§ PROBLEM
Go through the material and tally the lines containing the string "above". Give the total alone.

§ DATA FOR THIS EXERCISE
════════════════
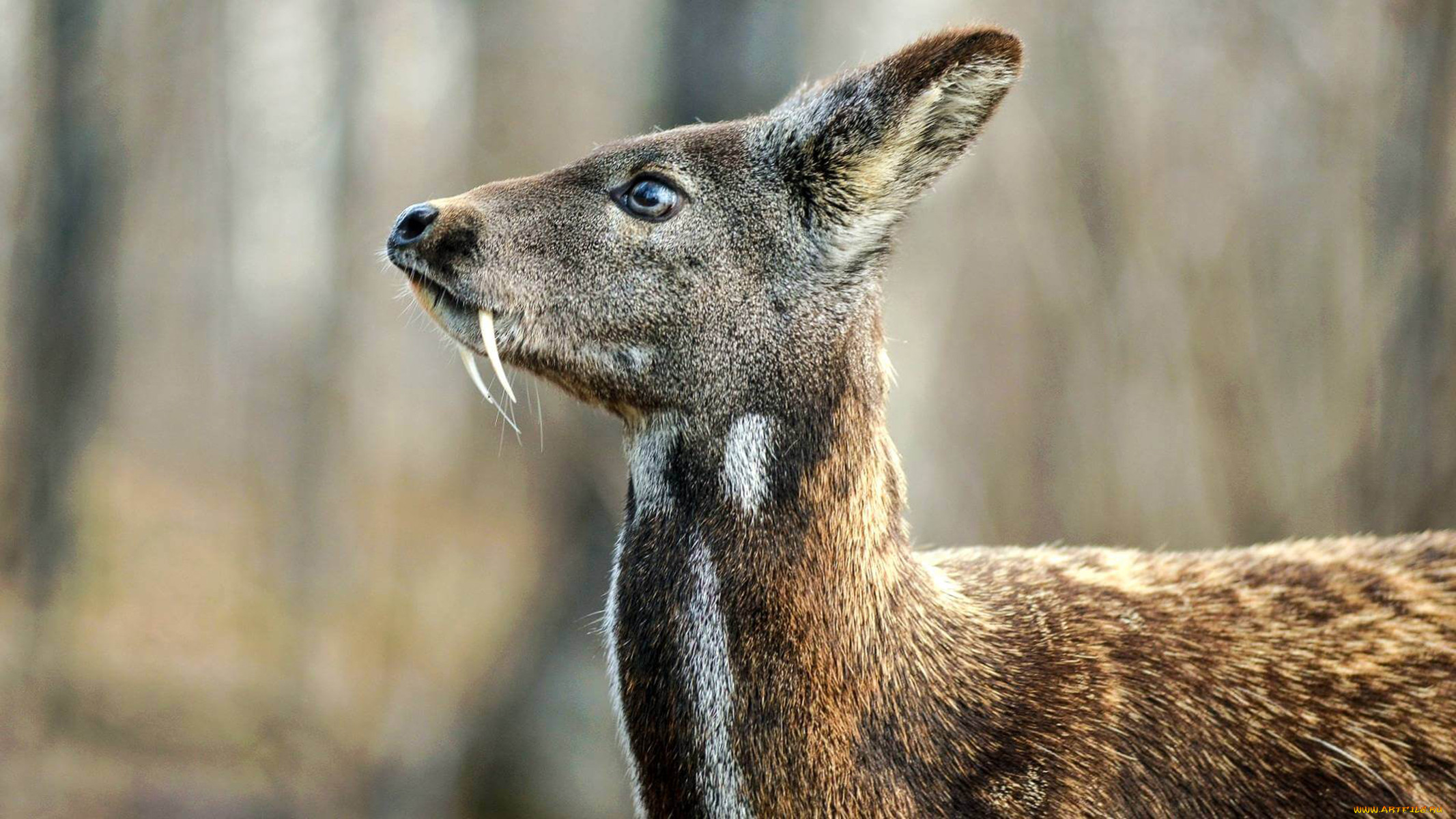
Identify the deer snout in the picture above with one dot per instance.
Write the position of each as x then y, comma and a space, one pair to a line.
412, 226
════════════════
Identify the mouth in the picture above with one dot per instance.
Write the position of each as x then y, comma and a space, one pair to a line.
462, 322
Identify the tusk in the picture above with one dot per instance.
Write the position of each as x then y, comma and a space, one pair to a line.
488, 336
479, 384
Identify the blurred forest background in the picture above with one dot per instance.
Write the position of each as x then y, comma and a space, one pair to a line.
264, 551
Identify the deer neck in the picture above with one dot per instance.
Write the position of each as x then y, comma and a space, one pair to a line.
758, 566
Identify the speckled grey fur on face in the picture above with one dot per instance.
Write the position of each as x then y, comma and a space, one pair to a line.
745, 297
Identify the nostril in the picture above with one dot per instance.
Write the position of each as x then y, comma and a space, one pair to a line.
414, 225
════════════════
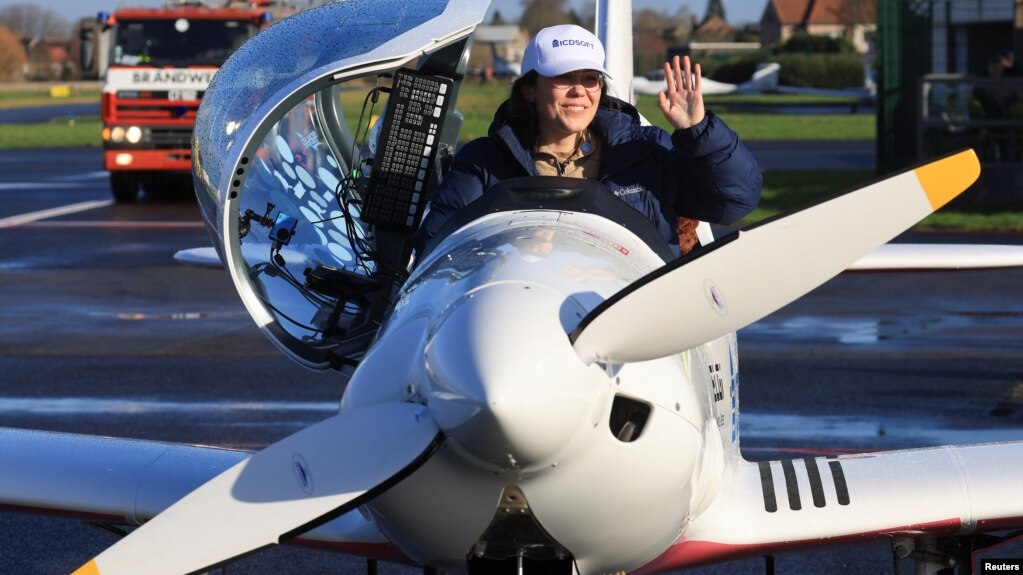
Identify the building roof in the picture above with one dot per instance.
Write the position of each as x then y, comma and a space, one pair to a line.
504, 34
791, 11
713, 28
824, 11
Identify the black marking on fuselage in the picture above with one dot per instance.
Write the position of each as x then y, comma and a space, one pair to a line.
════════════════
§ RESPONSE
9